_Excerpted passage_

During CBT my therapist regularly advised that I think about the fact of sabbath as a principle that God has given, and that I ignore to my peril and detriment. As Pastors, particularly with the ferocity of ministry demands, we need rest: sound solid rest on a ‘day off’, and habitual rest during the working day. We are no different than anyone else in our constitution, and consequently need the same amount of recharge for our batteries as they do. My non-sabbatical working model was both an affront to the wisdom of God, but also a denial of the grace of God which carries my work for him and makes it effective. Where the Scriptures encourage me to embrace the dynamic of working and resting in God, I was establishing a dynamo mechanism whereby the health and growth of the work of God became index linked to my working hours. This is foolishness, and it is also sin.
Sabbath, or a rest principle, affects so many areas of ministry. It means that my readiness to say ‘no’ to the requests and demands of others must be more resolute. It means that I manage my schedule (apart from pastoral emergencies) rather than my schedule manipulating me; it means that I trust God enough with the tasks that he has given me to do to desist from pursuing them on a regular basis. The history of Israel was punctuated by an unwillingness to let the ground lie fallow for a year, and to close the gates of the city for a day. Bound up in this was a capitalistic streak, but also a self-aggrandising narrative wherein God’s providence was connected to the drive belt of human industry. Breaking God’s directives for the sake of productivity is as sinful as breaking them in the name of leisure. I have learned this, I am learning this, and I will need regular reminders of it.

_Records provided_
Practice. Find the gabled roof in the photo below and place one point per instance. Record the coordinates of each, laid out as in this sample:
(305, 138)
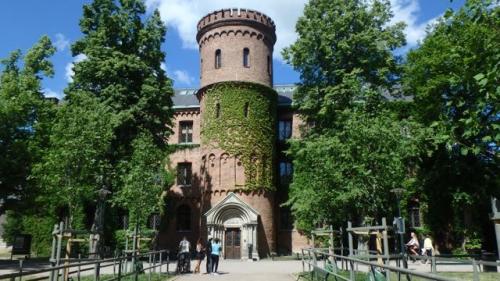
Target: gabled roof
(186, 98)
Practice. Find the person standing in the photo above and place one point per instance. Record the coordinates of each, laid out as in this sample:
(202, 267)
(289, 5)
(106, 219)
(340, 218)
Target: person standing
(216, 250)
(428, 249)
(183, 264)
(198, 255)
(209, 255)
(413, 245)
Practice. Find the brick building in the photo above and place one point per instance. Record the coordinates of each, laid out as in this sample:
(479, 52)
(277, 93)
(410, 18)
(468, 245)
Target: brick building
(230, 185)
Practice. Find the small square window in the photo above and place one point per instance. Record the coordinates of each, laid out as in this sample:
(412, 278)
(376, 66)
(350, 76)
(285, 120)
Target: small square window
(186, 132)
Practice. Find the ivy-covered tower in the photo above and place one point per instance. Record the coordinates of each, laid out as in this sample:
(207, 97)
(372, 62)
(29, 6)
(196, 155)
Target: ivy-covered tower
(238, 124)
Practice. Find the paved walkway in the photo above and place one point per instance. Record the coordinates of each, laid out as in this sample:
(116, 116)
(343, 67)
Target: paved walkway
(235, 270)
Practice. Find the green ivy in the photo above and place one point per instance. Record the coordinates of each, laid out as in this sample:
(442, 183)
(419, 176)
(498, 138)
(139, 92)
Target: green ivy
(252, 138)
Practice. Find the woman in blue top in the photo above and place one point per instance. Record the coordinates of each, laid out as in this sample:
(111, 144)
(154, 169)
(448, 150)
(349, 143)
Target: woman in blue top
(216, 249)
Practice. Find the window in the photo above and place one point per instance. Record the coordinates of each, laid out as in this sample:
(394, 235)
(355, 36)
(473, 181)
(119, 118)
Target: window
(184, 174)
(286, 219)
(286, 171)
(246, 58)
(183, 218)
(154, 221)
(217, 110)
(414, 216)
(218, 59)
(284, 129)
(269, 66)
(186, 132)
(245, 109)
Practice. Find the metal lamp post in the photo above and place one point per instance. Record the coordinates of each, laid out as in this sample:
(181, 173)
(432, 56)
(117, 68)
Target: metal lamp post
(400, 222)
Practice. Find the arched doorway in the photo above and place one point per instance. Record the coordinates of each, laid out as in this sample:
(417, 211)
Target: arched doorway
(235, 223)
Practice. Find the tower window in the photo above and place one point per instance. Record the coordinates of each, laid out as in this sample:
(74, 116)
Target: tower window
(218, 59)
(184, 174)
(286, 171)
(245, 109)
(269, 66)
(246, 57)
(183, 218)
(186, 132)
(284, 129)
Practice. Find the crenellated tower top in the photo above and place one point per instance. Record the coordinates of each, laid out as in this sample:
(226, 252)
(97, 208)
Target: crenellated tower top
(235, 17)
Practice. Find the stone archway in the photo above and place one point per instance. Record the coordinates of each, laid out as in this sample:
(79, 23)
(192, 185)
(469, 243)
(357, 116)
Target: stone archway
(234, 215)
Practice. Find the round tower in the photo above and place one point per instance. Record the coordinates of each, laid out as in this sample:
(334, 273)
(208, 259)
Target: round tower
(236, 45)
(238, 119)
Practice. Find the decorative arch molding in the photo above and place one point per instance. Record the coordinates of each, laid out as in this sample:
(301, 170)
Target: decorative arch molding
(232, 212)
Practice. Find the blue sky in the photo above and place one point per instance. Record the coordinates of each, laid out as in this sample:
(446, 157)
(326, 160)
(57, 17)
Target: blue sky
(23, 22)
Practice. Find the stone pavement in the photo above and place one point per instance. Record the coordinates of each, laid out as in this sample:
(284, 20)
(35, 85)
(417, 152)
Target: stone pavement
(235, 270)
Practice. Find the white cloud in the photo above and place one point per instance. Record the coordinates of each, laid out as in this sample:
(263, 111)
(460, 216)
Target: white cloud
(69, 72)
(52, 94)
(408, 11)
(183, 15)
(183, 77)
(61, 42)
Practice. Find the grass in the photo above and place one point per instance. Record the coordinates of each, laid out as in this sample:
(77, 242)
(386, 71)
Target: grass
(361, 276)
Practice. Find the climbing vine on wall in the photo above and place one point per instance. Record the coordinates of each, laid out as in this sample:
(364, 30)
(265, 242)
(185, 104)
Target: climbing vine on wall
(240, 118)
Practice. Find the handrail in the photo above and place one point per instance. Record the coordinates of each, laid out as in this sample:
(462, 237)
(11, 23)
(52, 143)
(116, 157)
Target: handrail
(102, 263)
(372, 264)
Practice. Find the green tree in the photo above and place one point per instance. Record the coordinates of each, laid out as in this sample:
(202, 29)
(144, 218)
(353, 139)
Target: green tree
(25, 117)
(355, 147)
(70, 172)
(122, 70)
(453, 76)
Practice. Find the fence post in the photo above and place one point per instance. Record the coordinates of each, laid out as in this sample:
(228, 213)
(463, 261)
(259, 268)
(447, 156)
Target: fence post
(79, 267)
(149, 265)
(352, 275)
(96, 271)
(475, 272)
(120, 269)
(161, 260)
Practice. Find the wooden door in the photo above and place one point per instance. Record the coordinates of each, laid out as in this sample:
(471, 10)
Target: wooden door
(232, 246)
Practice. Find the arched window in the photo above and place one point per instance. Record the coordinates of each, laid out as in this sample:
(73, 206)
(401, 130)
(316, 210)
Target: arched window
(269, 66)
(245, 109)
(218, 59)
(183, 218)
(246, 57)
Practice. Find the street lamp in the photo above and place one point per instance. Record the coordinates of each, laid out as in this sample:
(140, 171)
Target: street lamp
(399, 221)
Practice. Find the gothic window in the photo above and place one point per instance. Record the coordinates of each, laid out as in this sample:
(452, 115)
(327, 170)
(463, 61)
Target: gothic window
(154, 221)
(246, 57)
(184, 174)
(286, 171)
(415, 216)
(245, 110)
(286, 219)
(183, 218)
(186, 132)
(217, 110)
(284, 129)
(218, 59)
(269, 66)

_Try it_
Please print the passage on sabbath rest in pastoral ministry again in full, word for word.

_Task response_
During CBT my therapist regularly advised that I think about the fact of sabbath as a principle that God has given, and that I ignore to my peril and detriment. As Pastors, particularly with the ferocity of ministry demands, we need rest: sound solid rest on a ‘day off’, and habitual rest during the working day. We are no different than anyone else in our constitution, and consequently need the same amount of recharge for our batteries as they do. My non-sabbatical working model was both an affront to the wisdom of God, but also a denial of the grace of God which carries my work for him and makes it effective. Where the Scriptures encourage me to embrace the dynamic of working and resting in God, I was establishing a dynamo mechanism whereby the health and growth of the work of God became index linked to my working hours. This is foolishness, and it is also sin.
Sabbath, or a rest principle, affects so many areas of ministry. It means that my readiness to say ‘no’ to the requests and demands of others must be more resolute. It means that I manage my schedule (apart from pastoral emergencies) rather than my schedule manipulating me; it means that I trust God enough with the tasks that he has given me to do to desist from pursuing them on a regular basis. The history of Israel was punctuated by an unwillingness to let the ground lie fallow for a year, and to close the gates of the city for a day. Bound up in this was a capitalistic streak, but also a self-aggrandising narrative wherein God’s providence was connected to the drive belt of human industry. Breaking God’s directives for the sake of productivity is as sinful as breaking them in the name of leisure. I have learned this, I am learning this, and I will need regular reminders of it.